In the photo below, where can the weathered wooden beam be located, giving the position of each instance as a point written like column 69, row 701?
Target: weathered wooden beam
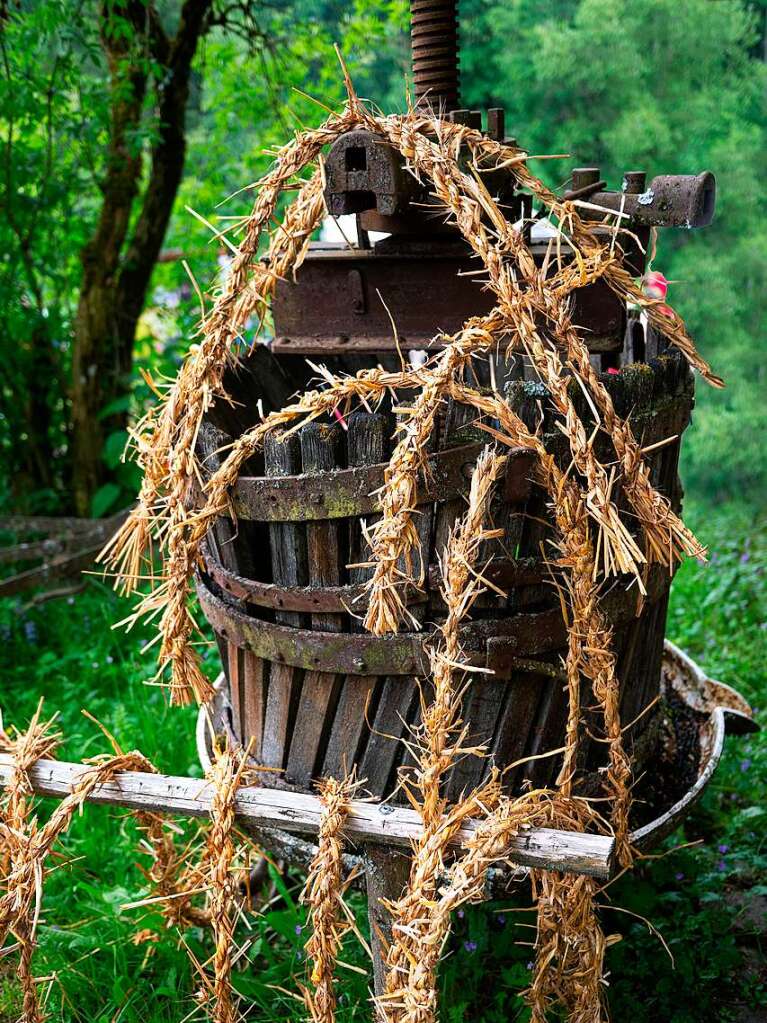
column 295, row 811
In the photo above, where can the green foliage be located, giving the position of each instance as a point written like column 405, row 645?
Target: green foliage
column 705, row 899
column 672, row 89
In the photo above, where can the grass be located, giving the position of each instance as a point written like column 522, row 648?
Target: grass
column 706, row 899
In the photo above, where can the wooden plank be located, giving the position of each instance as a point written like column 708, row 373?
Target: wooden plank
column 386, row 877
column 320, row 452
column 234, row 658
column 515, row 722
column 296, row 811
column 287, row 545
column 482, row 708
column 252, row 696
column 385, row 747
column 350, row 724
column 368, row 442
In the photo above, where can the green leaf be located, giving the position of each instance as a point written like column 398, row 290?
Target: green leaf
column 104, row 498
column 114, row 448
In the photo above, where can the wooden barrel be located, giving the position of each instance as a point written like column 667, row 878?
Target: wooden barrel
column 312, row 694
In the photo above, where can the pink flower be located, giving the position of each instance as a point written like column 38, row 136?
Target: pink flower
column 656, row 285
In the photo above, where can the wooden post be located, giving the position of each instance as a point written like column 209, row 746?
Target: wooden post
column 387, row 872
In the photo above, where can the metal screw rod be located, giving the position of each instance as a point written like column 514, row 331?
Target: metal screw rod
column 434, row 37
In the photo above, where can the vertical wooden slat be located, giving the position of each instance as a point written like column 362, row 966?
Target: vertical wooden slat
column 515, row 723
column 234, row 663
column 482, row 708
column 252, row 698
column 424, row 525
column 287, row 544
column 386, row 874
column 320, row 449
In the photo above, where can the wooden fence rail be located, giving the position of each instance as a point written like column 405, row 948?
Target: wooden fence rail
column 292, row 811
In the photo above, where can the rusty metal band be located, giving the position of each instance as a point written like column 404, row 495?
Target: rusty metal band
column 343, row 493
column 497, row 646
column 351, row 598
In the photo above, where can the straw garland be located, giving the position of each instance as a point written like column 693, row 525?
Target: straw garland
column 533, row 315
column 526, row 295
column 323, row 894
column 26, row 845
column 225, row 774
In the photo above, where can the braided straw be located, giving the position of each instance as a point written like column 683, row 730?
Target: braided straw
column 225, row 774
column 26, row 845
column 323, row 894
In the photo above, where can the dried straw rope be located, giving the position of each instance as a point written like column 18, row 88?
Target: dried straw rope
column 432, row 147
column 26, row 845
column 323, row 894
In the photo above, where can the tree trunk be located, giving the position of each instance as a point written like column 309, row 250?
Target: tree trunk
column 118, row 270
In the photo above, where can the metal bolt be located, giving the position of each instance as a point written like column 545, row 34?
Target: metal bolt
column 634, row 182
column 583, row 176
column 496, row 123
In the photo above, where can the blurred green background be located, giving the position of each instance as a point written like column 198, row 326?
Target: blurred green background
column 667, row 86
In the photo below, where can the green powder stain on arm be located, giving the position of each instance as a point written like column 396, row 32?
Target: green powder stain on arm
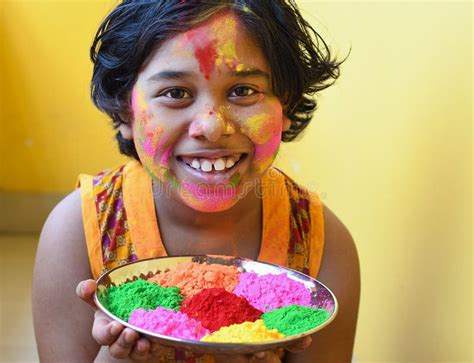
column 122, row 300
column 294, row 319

**Set exercise**
Copy out the lines of the records again, unchanged, beginning at the line that contains "In the photo above, where can the rusty" and stopping after the line that contains "column 351, row 598".

**Finished answer**
In the photo above, where can the rusty metal band be located, giving the position of each instance as a point written like column 404, row 495?
Target: rusty metal band
column 343, row 493
column 497, row 646
column 351, row 598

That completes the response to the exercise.